# Saved data entries
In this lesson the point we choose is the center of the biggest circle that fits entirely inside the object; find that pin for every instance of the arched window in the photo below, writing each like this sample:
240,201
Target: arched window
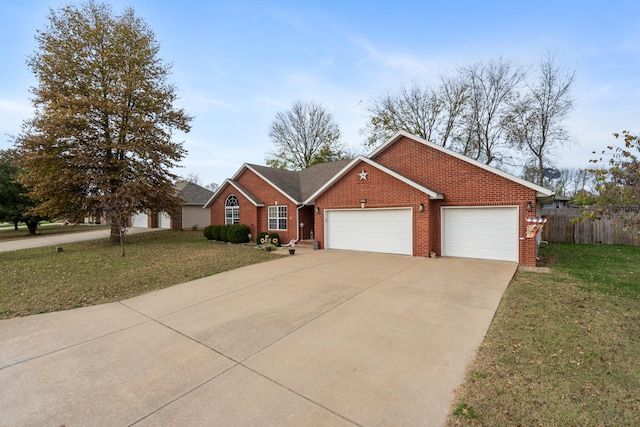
231,210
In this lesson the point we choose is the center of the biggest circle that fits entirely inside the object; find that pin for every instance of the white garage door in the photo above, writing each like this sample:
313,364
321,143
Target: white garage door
165,220
140,220
371,230
485,233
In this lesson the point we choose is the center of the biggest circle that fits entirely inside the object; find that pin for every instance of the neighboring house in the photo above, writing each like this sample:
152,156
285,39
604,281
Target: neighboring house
409,197
191,215
195,197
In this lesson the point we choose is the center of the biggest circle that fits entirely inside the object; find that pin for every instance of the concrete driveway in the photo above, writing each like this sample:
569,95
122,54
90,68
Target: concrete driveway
320,338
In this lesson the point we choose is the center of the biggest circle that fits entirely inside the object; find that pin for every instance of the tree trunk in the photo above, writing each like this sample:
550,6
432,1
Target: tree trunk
114,237
32,225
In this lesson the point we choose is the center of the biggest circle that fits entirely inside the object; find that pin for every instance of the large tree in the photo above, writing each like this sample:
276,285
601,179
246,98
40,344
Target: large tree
431,114
466,112
617,176
536,118
304,136
492,86
14,198
100,140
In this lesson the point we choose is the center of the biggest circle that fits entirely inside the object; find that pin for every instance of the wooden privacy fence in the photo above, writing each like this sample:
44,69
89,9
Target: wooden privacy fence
560,227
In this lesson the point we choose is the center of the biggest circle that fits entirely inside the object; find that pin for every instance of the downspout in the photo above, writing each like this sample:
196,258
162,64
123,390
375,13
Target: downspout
298,222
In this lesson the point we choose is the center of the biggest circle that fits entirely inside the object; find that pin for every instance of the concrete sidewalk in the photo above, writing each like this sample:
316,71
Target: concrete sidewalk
320,338
61,239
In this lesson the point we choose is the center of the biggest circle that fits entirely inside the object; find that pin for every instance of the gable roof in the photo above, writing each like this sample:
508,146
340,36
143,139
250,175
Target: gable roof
285,181
541,192
432,194
240,188
311,179
192,194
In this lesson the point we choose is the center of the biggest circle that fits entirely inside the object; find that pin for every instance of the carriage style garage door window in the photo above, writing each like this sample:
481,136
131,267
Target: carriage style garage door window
480,232
370,230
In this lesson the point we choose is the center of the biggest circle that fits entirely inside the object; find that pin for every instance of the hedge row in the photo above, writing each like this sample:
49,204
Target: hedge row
273,238
236,233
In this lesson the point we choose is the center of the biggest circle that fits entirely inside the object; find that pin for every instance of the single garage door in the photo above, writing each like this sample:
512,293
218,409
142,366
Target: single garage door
165,220
485,233
371,230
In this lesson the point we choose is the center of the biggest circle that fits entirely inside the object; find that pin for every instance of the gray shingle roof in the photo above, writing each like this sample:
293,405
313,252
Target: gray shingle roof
192,194
300,185
256,201
316,176
287,181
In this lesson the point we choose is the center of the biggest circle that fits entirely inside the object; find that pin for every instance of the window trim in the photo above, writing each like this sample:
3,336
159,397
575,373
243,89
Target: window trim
231,210
281,215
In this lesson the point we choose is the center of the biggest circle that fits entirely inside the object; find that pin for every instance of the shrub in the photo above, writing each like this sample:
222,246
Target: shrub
208,232
238,233
275,239
261,236
223,232
215,231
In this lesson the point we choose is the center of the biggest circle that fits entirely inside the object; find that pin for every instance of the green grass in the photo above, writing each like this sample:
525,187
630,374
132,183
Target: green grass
563,348
612,269
43,280
7,233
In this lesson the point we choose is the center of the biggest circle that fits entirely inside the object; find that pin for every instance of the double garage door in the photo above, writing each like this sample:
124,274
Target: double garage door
485,233
371,230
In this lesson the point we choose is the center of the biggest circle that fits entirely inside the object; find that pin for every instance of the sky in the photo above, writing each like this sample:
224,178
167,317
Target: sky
236,63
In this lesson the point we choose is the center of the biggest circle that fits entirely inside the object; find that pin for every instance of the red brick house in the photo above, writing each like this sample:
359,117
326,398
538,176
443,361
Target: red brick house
407,197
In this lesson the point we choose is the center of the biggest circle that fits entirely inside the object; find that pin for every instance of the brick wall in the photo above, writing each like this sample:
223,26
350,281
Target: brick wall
381,191
462,184
256,217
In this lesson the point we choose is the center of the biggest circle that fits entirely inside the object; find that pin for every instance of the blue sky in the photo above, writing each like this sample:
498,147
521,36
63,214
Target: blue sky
237,63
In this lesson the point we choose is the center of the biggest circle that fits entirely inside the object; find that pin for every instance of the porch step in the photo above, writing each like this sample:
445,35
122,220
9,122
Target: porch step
306,243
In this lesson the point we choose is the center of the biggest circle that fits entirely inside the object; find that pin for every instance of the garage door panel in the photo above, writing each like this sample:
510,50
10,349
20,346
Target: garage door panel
371,230
485,233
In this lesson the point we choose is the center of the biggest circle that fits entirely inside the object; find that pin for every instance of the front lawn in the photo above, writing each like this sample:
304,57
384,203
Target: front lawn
7,232
564,348
41,280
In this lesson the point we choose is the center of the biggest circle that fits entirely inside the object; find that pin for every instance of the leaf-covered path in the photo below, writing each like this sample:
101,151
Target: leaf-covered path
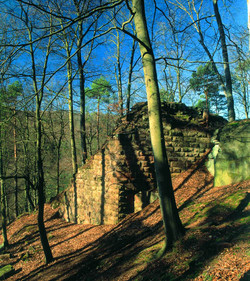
214,248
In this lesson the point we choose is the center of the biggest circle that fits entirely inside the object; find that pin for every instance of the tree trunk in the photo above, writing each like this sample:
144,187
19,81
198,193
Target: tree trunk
119,79
40,186
171,221
98,124
229,93
2,192
15,159
130,77
71,119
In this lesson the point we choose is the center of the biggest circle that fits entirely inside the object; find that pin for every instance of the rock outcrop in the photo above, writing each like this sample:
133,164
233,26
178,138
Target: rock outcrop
120,178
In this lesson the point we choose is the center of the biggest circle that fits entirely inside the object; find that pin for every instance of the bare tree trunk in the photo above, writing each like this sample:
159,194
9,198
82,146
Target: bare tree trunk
2,194
130,77
98,124
229,93
119,78
71,118
40,188
15,160
171,221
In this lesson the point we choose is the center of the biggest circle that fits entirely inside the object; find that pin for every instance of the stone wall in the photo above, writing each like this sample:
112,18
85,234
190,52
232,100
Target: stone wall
120,178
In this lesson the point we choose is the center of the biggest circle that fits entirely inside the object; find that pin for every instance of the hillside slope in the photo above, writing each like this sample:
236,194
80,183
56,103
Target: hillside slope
214,247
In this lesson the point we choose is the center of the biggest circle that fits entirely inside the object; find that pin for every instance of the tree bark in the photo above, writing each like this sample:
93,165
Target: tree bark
171,221
2,193
130,78
229,93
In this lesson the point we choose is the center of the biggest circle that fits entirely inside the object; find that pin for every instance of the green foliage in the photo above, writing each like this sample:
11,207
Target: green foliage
205,82
100,89
6,271
166,95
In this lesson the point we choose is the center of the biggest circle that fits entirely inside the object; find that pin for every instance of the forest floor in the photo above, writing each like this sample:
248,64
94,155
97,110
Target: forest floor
215,246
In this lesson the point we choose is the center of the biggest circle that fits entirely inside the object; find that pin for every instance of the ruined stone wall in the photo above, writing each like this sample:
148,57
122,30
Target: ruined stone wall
120,179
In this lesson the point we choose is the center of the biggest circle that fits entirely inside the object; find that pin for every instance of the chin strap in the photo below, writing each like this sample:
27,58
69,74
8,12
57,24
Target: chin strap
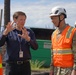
60,21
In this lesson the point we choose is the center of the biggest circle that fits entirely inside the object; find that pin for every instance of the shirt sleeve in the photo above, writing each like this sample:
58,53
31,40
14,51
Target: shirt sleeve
74,50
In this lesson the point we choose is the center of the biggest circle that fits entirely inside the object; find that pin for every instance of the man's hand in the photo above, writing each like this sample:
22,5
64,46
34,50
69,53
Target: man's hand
8,29
25,34
51,72
73,72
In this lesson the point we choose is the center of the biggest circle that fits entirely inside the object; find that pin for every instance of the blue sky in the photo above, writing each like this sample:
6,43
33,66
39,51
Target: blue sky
37,11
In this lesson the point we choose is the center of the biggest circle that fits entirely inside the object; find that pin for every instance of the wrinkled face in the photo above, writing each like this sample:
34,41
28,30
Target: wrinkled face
55,20
21,21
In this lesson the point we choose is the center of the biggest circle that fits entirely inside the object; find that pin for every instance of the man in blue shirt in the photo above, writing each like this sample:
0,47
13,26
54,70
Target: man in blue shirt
18,41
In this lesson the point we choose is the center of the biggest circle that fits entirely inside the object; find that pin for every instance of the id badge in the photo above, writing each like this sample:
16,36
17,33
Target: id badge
21,54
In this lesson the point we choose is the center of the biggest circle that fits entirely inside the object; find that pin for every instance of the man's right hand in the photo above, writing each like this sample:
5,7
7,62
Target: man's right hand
8,28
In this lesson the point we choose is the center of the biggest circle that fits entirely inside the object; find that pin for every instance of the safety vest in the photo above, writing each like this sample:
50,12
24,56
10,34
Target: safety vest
62,49
1,69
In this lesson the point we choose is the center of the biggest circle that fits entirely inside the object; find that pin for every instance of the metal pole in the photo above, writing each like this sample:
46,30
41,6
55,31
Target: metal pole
1,17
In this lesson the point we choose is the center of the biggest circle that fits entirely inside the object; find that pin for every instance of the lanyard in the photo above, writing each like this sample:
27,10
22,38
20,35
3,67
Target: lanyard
19,39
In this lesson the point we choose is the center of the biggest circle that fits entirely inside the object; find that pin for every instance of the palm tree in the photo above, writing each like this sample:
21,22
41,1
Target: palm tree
6,12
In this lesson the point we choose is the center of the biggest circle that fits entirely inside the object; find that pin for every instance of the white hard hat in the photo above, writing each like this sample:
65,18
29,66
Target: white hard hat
58,11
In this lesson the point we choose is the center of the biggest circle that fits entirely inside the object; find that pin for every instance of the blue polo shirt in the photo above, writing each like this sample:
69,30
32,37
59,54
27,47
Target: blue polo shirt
14,43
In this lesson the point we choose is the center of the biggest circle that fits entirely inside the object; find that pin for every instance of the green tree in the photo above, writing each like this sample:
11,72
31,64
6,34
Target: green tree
6,12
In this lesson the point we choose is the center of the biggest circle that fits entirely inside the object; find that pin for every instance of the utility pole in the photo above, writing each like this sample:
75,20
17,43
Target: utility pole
1,10
6,12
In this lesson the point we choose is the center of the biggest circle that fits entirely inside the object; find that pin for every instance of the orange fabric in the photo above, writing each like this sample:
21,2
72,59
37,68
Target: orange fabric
0,59
1,71
63,43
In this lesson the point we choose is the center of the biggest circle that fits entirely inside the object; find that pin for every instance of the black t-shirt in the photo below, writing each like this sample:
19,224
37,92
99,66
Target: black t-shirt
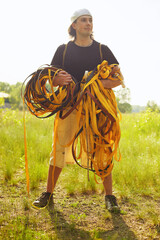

# Exercise instructions
Once you have counted the lines above that hold the word "black", report only that total.

# Result of the exercise
2